_ЗАДАНИЯ_.
1. Ответьте на вопросы по отрывку о системе «Даль».
(a) Из чего состояла радиоэлектронная часть системы?
(b) Как министр В. Д. Калмыков назвал противоракетчиков?
(c) Кем были поставлены на объект входящие в систему изделия?
2. Перепишите фрагмент отрывка о системе «Даль» с «Однако, несмотря на» по «противоракетчиков, детским садом.» включительно, заменив «радиолокатора» на «радара».

_ТЕКСТ ДЛЯ ЧТЕНИЯ_.

---*---

Однако, несмотря на то, что заводами-смежниками уже давно были поставлены на объект и смонтированы все входящие в систему «Даль» изделия, ее радиоэлектронную часть, состоявшую из радиолокатора и электронно-вычислительной машины, никак не удавалось заставить работать как единый комплекс. По существу, это была груда мертвого железа, и это печальное обстоятельство я имел в виду, когда отвечал министру В. Д. Калмыкову, обозвавшему нас, противоракетчиков, детским садом.

---*---

Необработанные записи:
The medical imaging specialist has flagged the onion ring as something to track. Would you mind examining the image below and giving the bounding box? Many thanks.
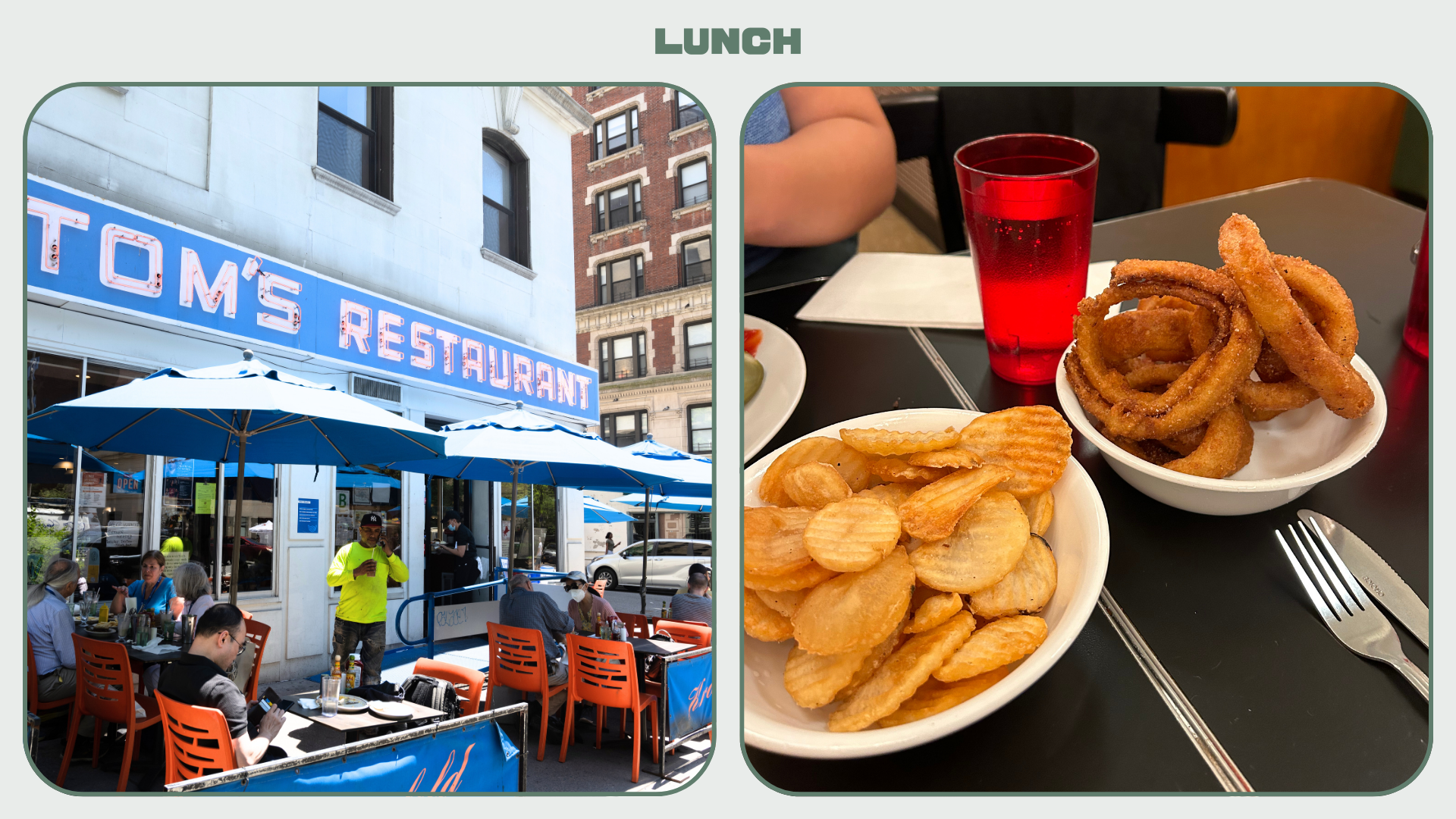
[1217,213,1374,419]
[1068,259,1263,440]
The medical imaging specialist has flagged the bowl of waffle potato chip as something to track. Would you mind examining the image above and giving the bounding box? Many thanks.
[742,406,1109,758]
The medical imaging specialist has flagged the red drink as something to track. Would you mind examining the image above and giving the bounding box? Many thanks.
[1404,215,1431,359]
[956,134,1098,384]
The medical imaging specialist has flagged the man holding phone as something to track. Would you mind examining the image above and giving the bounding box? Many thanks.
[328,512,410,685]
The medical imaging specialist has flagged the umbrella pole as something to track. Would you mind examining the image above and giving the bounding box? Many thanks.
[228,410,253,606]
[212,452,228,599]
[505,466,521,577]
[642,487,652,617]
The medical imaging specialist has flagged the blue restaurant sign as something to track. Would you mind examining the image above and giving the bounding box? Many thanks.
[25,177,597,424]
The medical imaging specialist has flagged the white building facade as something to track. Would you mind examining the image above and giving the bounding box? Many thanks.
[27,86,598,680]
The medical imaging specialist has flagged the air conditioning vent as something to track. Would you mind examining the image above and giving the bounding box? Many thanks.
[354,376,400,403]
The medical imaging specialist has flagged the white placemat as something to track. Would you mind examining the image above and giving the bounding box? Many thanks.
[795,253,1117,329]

---*---

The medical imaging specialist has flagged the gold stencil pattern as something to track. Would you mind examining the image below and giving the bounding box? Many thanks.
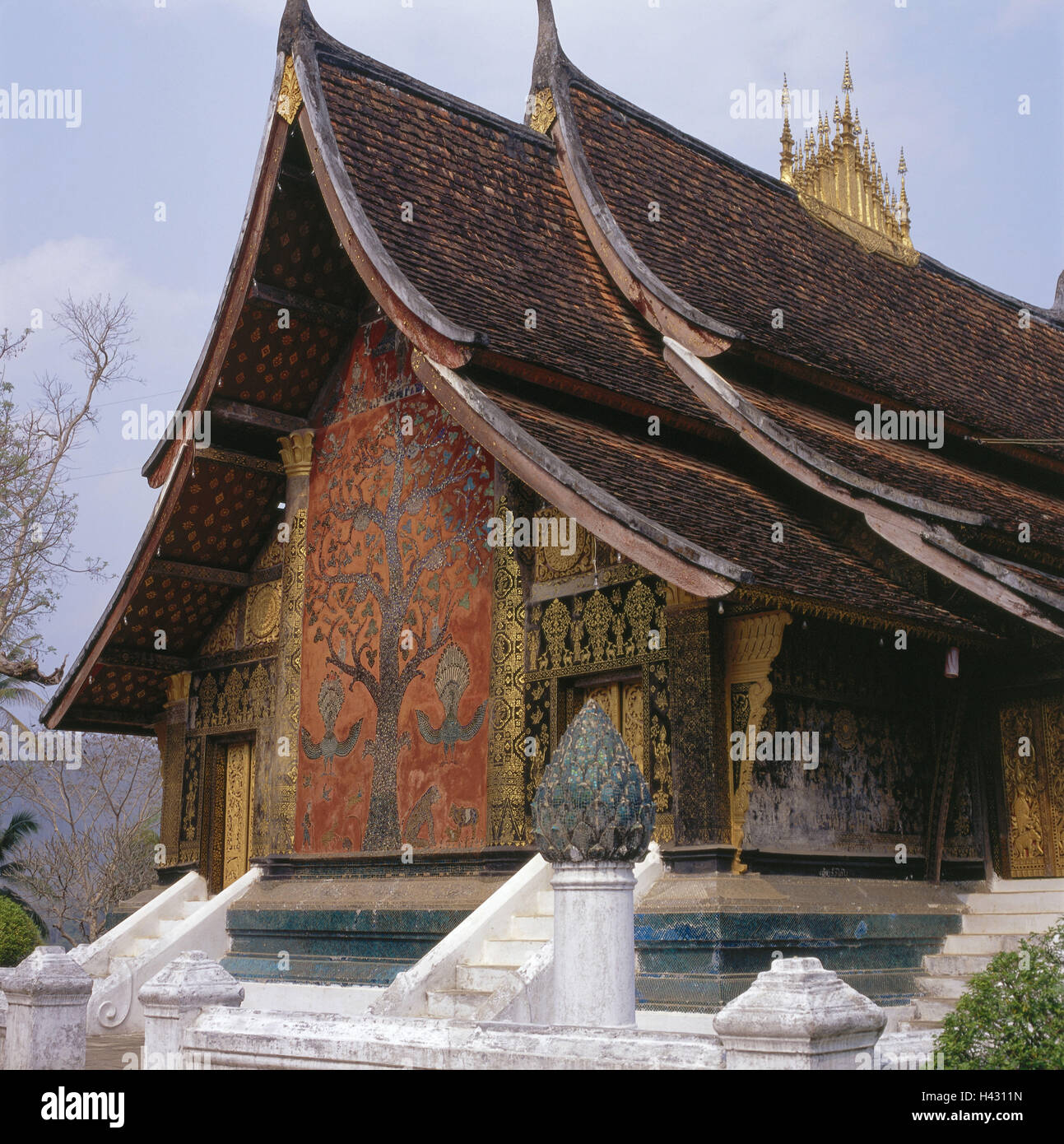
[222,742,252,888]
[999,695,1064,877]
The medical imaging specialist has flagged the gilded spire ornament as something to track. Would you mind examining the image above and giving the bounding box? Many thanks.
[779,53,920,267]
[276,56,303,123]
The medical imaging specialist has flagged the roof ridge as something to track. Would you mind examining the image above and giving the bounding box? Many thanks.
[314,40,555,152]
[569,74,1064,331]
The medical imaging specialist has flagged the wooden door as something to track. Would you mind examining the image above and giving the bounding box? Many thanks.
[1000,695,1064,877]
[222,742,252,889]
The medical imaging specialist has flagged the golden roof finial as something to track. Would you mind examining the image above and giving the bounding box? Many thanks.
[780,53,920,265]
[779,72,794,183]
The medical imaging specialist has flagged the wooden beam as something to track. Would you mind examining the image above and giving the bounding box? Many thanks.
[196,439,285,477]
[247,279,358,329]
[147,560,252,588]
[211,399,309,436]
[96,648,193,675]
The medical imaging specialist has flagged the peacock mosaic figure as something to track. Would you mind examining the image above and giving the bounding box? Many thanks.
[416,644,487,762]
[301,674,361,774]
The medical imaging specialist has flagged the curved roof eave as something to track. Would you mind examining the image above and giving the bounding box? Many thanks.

---*---

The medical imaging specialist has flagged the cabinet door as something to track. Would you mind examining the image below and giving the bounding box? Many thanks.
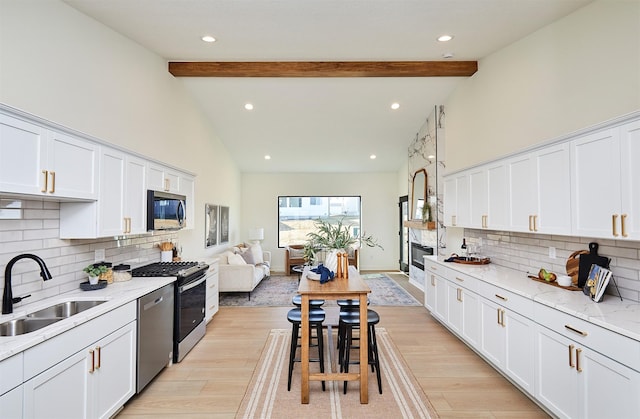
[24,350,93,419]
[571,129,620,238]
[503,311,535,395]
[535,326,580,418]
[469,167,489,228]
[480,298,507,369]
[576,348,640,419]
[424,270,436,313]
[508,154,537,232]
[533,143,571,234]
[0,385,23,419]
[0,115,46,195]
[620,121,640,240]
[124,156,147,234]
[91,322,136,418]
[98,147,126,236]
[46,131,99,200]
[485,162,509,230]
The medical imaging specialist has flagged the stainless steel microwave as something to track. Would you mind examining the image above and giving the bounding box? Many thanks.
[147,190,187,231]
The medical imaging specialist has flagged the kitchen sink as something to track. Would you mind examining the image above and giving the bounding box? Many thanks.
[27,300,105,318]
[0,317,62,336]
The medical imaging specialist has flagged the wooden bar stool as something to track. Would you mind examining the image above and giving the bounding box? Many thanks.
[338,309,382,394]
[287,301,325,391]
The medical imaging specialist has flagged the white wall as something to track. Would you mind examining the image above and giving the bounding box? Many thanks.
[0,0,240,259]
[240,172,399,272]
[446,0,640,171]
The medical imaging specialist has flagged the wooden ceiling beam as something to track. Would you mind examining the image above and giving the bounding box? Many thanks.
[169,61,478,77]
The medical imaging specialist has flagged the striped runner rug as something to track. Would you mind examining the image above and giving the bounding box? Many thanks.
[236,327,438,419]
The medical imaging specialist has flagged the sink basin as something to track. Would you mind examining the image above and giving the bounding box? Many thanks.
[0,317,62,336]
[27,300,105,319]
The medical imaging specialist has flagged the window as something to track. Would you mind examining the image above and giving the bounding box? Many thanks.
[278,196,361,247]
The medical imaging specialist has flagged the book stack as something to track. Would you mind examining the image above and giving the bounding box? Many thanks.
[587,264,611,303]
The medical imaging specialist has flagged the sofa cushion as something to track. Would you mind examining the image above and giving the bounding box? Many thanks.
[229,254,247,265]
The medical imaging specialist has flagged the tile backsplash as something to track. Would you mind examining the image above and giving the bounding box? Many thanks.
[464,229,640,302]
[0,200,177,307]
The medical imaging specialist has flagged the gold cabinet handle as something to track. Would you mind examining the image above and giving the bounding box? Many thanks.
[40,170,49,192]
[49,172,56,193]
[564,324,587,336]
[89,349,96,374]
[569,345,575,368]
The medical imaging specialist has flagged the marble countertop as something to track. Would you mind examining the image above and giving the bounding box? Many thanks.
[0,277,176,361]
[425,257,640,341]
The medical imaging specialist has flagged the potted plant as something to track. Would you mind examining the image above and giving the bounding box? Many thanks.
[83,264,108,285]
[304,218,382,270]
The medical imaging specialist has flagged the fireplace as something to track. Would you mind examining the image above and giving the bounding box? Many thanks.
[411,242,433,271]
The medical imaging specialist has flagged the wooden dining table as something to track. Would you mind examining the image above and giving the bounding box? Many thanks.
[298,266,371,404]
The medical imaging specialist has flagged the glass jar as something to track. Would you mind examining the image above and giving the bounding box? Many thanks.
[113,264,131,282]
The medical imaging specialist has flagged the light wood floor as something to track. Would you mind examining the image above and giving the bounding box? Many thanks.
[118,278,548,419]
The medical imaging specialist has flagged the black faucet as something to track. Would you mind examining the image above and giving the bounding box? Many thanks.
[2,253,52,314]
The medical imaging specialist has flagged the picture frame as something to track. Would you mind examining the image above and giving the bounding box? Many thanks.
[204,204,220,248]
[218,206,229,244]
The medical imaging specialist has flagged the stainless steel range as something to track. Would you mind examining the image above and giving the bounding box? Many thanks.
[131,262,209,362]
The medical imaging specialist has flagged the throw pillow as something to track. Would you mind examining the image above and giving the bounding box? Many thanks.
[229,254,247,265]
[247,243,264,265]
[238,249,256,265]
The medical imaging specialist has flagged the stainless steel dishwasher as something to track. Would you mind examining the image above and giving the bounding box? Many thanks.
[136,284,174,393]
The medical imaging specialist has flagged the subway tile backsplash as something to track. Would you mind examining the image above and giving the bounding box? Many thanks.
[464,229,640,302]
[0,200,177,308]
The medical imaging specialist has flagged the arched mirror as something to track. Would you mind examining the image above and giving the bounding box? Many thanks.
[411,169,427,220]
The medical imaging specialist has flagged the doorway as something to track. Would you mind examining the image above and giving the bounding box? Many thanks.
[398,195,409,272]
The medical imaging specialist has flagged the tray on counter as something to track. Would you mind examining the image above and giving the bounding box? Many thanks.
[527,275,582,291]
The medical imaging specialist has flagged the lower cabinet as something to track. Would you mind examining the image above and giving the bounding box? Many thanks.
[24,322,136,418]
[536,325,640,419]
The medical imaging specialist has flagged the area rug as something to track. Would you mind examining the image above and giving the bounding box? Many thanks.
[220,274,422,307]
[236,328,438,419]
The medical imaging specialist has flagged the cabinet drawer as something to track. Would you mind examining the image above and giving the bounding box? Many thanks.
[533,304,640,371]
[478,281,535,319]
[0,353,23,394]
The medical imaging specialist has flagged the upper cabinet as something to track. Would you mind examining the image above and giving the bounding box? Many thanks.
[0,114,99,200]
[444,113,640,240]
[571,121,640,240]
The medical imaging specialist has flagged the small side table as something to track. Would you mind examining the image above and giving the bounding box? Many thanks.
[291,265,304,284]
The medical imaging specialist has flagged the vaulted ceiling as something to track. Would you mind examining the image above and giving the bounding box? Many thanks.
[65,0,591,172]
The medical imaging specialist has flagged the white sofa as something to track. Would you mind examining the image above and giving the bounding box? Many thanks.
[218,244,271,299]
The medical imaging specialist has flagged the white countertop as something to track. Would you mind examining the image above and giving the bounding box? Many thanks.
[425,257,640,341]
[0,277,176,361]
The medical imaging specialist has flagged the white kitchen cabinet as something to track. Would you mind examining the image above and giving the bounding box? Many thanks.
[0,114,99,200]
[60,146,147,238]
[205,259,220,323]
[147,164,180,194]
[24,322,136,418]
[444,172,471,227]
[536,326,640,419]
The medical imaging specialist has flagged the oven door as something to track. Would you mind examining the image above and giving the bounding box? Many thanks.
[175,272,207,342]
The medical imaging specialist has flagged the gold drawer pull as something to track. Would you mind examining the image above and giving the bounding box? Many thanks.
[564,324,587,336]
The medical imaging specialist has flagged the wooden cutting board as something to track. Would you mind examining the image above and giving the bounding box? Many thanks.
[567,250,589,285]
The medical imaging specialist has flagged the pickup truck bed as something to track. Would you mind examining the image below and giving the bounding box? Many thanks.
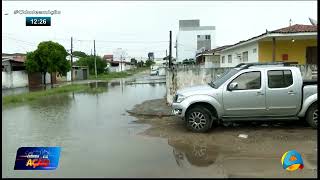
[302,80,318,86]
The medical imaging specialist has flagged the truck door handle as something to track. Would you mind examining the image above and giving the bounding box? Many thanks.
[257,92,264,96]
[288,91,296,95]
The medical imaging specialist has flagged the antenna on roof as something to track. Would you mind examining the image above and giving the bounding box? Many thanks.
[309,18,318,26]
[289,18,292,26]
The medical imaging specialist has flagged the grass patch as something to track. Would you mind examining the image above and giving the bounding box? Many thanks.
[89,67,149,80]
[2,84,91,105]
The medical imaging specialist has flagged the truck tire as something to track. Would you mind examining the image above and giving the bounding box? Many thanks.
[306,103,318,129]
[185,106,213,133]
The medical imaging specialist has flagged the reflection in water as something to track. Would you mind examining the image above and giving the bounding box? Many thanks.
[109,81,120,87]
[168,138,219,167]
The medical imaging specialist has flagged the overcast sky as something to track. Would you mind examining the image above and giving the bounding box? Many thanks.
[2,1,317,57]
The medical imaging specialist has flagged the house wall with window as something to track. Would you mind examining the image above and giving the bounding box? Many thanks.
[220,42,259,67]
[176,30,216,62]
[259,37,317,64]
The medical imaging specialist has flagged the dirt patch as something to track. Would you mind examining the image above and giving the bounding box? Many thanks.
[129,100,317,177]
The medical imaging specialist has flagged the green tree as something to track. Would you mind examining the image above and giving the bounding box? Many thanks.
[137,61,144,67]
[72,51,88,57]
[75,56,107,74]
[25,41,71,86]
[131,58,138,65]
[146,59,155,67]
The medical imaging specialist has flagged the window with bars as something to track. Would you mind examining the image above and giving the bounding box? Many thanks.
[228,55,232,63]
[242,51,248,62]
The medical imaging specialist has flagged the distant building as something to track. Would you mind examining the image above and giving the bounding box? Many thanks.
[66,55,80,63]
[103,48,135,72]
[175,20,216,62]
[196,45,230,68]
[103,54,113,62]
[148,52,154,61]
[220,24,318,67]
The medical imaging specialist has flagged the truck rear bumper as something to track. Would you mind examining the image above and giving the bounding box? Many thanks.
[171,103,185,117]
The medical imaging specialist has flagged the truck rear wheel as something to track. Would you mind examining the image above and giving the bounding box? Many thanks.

---*---

_ОТВЕТЫ_.
1.
(a) Из радиолокатора и электронно-вычислительной машины.
(b) Детским садом.
(c) Заводами-смежниками.

2.
Однако, несмотря на то, что заводами-смежниками уже давно были поставлены на объект и смонтированы все входящие в систему «Даль» изделия, ее радиоэлектронную часть, состоявшую из радара и электронно-вычислительной машины, никак не удавалось заставить работать как единый комплекс. По существу, это была груда мертвого железа, и это печальное обстоятельство я имел в виду, когда отвечал министру В. Д. Калмыкову, обозвавшему нас, противоракетчиков, детским садом.